## ПИСЬМЕННОЕ ЗАДАНИЕ 1
Кем был персонаж повести «Книжная закладка», пока он ещё не стал «товарищем Василием», согласно фрагменту о Кржижановском?
## ПИСЬМЕННОЕ ЗАДАНИЕ 2
Изложите суть фрагмента о Кржижановском в двух предложениях.
## ПИСЬМЕННОЕ ЗАДАНИЕ 3
Продолжите фрагмент о Кржижановском с того места, где он заканчивается.

Когда не хватает воздуха - [5]

Шрифт
Интервал

К бюрократическим новообразованиям и к всверливаемым ими в тело общества метастазам Кржижановский относился с саркастической яростью, которая, впрочем, не только не ослепляла, но, кажется, напротив — умножала его зоркость. Еще в двадцатых годах знаками времени у него становятся портфель и бумажка с подписью и печатью. В фантасмагории „Боковая ветка“ (1927–1928), действие которой происходит в иллюзорном мире „по ту сторону сна“, эпизодический персонаж, классифицируя „по-научному“ виды подушек, именует портфель подушкою, „навевающей последний сон“. В повести „Книжная закладка“ (1927) один из персонажей, ставший из живущего „хозяином жизни“, первым делом обзаводится портфелем и бумагами; и только случайно и на миг память тела — но не разум! — может вернуть его в те дни, когда он был еще не „товарищем Василием“, а просто Василием, веселым и спорым в работе плотником. В новелле „Тринадцатая категория рассудка“ (1927) некто неживой движется и действует среди живых бегущих „портфельями в портфелья, глаза растерявши“, ничем от них, по сути, не отличаясь и потому не привлекая к себе внимания, кроме эпизода, когда обнаруживается, что документ, удостоверяющий его личность, — свидетельство о смерти…

Снова и снова обращаясь к этим знакам-символам, писатель тревожит напоминанием о том, что бюрократия — сон разума, порождающий чудовищ, выпускающий их из „беременного портфеля“, словно из ящика Пандоры.

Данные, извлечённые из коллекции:

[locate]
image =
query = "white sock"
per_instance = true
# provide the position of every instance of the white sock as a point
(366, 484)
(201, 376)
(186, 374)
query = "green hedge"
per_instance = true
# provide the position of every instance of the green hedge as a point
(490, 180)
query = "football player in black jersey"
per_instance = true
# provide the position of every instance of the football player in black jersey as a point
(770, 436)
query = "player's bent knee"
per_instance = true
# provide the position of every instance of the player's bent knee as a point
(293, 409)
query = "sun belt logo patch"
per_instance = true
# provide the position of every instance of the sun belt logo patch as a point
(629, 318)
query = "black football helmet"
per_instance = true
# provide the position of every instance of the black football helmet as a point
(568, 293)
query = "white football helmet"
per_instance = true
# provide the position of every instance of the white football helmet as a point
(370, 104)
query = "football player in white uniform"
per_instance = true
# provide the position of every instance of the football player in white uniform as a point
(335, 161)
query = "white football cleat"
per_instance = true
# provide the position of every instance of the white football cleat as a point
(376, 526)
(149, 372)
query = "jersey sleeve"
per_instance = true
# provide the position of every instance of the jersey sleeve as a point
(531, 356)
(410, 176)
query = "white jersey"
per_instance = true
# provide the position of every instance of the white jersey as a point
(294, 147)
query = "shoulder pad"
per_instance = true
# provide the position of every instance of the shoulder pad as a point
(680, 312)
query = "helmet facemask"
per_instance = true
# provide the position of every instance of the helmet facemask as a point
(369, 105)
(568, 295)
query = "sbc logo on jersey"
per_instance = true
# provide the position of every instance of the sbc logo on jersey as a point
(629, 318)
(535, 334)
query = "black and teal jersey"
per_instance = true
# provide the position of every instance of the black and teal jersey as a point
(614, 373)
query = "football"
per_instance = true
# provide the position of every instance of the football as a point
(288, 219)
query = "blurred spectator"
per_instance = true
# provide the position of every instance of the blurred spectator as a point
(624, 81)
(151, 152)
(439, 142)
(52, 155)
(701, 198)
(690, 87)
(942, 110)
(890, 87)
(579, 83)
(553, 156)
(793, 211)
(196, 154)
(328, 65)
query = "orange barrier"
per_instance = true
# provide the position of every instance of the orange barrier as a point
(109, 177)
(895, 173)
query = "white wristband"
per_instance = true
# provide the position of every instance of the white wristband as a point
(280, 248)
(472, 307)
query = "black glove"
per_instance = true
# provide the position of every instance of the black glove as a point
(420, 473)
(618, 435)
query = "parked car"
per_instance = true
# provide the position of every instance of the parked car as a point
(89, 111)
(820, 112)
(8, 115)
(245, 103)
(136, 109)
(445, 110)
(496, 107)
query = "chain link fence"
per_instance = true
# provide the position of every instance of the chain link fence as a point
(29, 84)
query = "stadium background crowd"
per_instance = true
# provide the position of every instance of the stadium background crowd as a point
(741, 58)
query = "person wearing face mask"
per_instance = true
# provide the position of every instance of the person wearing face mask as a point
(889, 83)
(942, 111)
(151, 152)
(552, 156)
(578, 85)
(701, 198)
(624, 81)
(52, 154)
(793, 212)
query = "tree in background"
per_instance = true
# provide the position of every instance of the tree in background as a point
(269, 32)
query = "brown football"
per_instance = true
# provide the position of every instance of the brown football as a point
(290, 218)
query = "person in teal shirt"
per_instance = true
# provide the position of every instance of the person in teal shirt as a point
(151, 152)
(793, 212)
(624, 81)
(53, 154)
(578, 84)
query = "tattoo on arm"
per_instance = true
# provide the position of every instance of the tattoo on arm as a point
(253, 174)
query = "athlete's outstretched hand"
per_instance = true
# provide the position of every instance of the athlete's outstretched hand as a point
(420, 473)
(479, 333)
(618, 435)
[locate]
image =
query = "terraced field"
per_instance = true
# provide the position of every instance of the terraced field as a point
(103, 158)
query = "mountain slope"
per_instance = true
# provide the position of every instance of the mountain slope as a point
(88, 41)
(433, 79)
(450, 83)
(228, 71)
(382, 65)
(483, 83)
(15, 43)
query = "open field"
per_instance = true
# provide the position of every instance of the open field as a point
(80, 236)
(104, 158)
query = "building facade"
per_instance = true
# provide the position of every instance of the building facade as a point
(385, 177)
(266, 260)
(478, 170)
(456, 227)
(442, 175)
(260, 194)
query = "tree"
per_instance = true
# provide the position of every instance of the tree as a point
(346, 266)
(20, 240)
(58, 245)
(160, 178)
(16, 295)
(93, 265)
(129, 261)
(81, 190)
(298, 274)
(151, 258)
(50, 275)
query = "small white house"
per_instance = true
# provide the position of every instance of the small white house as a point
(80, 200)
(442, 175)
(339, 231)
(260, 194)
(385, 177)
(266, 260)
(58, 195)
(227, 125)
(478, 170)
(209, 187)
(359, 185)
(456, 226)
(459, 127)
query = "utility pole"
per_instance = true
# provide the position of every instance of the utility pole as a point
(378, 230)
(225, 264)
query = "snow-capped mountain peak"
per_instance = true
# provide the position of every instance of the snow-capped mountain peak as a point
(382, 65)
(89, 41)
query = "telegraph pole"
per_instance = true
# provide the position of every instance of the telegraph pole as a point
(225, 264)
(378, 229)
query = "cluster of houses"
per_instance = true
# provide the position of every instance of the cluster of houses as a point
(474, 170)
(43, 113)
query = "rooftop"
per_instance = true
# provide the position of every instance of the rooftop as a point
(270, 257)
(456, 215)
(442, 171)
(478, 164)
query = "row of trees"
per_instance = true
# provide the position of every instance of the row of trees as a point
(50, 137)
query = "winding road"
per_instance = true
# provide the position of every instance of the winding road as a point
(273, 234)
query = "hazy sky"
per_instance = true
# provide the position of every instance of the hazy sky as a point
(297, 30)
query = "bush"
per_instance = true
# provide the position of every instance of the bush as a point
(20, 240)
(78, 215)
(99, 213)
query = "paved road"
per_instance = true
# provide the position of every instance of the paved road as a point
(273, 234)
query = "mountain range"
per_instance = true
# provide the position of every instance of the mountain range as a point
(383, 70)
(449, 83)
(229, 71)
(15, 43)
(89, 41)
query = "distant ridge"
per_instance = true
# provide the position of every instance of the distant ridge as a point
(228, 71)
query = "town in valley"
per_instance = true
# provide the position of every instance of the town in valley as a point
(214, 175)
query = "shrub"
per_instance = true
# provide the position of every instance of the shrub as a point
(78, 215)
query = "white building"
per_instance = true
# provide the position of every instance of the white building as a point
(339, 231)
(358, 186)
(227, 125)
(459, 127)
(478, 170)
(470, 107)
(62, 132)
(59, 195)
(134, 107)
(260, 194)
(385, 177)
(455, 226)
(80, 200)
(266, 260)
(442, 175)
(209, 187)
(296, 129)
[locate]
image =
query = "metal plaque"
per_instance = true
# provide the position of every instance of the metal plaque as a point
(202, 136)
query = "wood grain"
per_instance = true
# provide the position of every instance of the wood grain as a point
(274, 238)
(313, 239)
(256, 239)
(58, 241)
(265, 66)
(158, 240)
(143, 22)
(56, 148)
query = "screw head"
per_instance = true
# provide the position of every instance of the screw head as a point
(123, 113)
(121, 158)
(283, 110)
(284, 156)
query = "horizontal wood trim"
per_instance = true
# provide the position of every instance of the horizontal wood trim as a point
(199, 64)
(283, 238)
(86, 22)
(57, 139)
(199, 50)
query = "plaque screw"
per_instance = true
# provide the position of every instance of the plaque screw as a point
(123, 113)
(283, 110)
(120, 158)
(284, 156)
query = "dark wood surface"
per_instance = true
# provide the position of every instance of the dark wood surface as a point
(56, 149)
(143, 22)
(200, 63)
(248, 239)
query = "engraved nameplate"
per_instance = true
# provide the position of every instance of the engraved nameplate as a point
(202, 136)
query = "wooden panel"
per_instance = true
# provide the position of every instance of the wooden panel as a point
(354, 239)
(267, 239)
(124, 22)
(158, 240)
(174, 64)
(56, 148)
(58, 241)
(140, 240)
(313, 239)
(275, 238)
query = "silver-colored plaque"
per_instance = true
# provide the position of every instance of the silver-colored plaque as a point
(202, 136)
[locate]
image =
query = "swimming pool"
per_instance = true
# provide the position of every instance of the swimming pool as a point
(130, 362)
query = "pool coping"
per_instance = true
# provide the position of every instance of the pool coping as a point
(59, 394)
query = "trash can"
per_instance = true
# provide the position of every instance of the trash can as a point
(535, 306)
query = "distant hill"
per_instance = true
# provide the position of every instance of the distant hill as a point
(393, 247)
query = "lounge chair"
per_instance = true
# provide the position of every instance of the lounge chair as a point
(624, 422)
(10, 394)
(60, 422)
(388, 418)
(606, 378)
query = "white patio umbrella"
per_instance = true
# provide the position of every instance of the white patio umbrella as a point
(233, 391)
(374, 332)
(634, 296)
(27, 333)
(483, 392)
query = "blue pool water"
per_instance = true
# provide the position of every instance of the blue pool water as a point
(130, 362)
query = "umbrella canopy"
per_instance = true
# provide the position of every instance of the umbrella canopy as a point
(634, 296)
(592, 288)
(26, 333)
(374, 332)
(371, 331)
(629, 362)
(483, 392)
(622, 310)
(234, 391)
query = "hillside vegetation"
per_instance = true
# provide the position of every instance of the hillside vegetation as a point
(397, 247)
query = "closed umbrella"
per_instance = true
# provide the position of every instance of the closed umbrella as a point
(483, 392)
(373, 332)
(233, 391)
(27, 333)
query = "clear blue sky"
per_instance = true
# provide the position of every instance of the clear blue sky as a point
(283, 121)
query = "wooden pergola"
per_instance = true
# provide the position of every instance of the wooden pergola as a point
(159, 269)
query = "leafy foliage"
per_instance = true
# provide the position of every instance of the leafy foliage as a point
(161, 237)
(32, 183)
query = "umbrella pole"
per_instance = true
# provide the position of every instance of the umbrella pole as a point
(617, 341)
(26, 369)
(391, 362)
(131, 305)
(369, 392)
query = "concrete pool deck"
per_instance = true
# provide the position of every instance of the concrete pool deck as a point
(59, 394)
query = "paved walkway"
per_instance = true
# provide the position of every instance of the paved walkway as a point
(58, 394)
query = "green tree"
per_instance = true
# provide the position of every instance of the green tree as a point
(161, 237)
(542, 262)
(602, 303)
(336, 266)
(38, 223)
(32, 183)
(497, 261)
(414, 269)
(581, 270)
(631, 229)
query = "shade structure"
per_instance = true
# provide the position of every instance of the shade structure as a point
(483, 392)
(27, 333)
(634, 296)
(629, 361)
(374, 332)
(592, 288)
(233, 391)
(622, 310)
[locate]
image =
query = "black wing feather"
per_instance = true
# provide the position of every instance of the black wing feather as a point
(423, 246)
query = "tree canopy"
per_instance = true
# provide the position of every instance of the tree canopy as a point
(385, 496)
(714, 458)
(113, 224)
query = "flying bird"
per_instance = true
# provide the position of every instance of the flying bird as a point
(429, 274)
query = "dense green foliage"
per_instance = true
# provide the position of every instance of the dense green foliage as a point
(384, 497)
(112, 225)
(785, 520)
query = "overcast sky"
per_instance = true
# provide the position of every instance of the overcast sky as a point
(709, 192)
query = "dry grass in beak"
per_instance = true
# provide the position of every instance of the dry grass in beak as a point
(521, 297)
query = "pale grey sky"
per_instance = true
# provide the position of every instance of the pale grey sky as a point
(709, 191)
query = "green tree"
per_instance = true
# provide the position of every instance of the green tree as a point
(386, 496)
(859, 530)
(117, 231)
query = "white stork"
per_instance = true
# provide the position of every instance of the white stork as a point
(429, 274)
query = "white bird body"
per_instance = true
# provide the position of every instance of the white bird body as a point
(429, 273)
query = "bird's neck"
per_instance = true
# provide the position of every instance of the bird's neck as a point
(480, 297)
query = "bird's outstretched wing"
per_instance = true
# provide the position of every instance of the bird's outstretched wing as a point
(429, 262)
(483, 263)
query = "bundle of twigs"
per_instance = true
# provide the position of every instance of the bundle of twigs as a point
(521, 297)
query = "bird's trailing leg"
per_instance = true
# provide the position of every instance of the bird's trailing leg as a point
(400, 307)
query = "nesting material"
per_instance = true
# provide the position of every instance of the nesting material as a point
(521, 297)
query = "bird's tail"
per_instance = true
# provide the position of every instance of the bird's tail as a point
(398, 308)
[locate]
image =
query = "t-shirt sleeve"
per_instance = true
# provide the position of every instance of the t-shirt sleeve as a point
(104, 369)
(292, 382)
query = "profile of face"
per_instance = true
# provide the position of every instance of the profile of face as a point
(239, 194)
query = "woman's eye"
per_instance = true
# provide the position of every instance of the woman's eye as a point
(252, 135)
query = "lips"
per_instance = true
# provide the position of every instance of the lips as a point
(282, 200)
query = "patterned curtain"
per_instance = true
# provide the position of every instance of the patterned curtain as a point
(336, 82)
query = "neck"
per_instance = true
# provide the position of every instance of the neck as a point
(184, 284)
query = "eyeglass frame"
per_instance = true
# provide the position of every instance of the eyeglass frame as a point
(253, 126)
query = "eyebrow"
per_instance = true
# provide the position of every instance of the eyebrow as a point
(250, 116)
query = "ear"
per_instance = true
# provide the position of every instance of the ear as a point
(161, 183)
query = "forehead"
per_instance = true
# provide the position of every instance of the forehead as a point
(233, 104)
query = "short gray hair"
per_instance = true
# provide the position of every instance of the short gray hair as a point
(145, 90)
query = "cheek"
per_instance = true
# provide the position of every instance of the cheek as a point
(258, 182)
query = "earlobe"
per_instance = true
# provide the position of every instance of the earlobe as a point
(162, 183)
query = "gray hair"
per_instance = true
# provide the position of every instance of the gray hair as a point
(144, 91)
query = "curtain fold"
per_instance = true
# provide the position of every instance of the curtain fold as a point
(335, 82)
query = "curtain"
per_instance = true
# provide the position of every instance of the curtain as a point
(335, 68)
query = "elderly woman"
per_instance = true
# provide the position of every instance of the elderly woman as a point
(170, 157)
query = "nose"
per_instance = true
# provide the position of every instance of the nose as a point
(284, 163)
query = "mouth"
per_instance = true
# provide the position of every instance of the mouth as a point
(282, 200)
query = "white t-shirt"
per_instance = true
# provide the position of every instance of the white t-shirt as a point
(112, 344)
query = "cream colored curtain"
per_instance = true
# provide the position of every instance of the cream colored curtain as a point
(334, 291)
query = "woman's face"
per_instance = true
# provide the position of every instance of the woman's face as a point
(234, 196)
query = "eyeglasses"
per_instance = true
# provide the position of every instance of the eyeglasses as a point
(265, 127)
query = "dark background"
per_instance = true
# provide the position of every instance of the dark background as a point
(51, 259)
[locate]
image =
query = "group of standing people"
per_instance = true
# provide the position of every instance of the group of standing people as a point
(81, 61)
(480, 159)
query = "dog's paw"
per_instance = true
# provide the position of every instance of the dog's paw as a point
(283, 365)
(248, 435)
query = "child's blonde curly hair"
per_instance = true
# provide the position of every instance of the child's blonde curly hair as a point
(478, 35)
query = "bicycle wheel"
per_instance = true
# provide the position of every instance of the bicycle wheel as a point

## РЕЗУЛЬТАТ ЗАДАНИЯ 1
Он был просто Василием, весёлым и спорым в работе плотником.

## РЕЗУЛЬТАТ ЗАДАНИЯ 2
Кржижановский относился к бюрократии с саркастической яростью и ещё в двадцатых годах сделал портфель и бумажку с подписью и печатью знаками времени в «Боковой ветке», «Книжной закладке» и «Тринадцатой категории рассудка». Снова и снова обращаясь к этим знакам-символам, писатель напоминает, что бюрократия — сон разума, порождающий чудовищ.

## РЕЗУЛЬТАТ ЗАДАНИЯ 3
Наших знаний о десятилетиях, вместивших творчество Кржижановского, достаточно сегодня, чтобы понять: шансов на официальное признание у этого писателя не было. Как не было их у Платонова, Замятина, Булгакова и других художников, которым ум, талант и совесть не позволяли возносить хвалы творящейся неправедности, либо хотя бы „эстетически и философски“ оправдывать ее. У которых вместо осанны выходила свифтианская сатира „Котлована“ и „Чевенгуpa“, „Мы“, „Мастера и Маргариты“, „Автобиографии трупа“. Новое „воспитание“ к ним не привилось.

„Разве сатира не есть искусство быть невоспитанным?“ (С. Кржижановский „Записные тетради“.)

Действительно, не верх ли бестактности: говорить мертвякам в лицо о том, что они мертвы!

Одна из неизданных книг Кржижановского, сохранившаяся в рукописи, называется „Чем люди мертвы“. Он не был наивен. И ему хватило трезвости, чтобы „понейтральнее“ переименовать рукопись, отдавая ее в издательство. Однако это ничего не изменило: проницательность цензуры оказалась на высоте, три головы ее бдительности бодрствовали по очереди. А по иронии, верней сказать черному юмору, судьбы, оставалось апеллировать к тому самому П. И. Лебедеву-Полянскому, который более чем кто-либо подтолкнул несколько лет назад Кржижановского уволиться из БСЭ и который „был везде“, в частности возглавлял Главлит (псевдоним цензуры).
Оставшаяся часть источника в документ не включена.